Source records
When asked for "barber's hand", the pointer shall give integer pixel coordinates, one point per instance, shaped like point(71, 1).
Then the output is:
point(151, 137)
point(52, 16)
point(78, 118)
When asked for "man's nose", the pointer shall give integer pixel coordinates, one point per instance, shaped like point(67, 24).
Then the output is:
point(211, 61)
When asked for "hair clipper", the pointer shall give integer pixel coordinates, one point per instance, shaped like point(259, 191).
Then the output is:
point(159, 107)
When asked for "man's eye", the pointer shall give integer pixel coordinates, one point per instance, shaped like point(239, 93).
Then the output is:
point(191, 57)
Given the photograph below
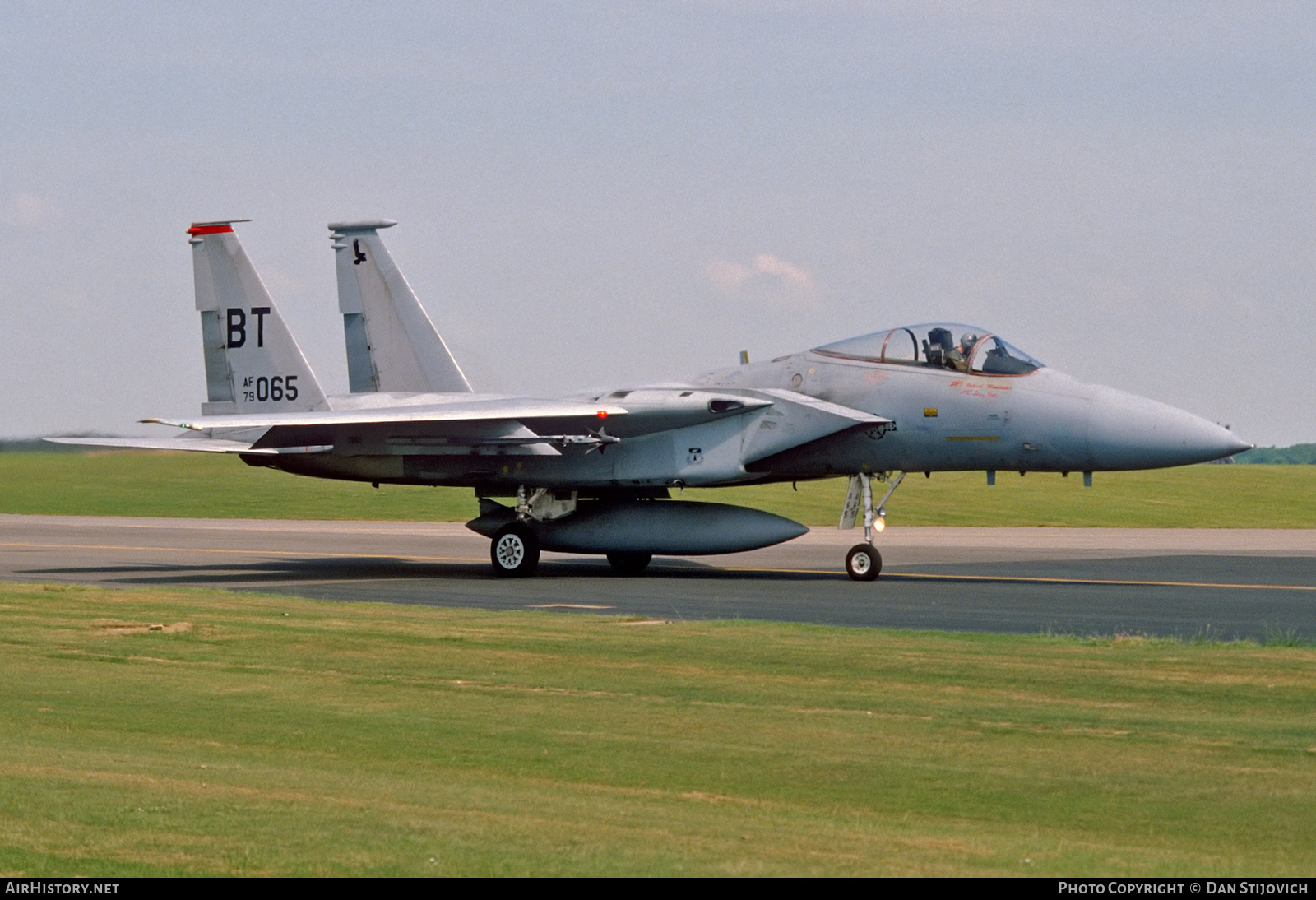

### TASK
Filter the records above for lines containing the word "asked", and copy those lines.

### ANSWER
When asked for "barber's hand", the pointer shall give integer pixel coordinates, one point per instance, shaped like point(71, 1).
When asked for "man's nose", the pointer shall give integer pixel coordinates, one point per instance, shaped like point(67, 24).
When asked for "hair clipper", the pointer shall give integer pixel coordinates, one point per instance, shaped like point(259, 191).
When asked for "man's eye", the pointer shall give integer pixel coordinates, one point per instance, shaped like point(239, 93).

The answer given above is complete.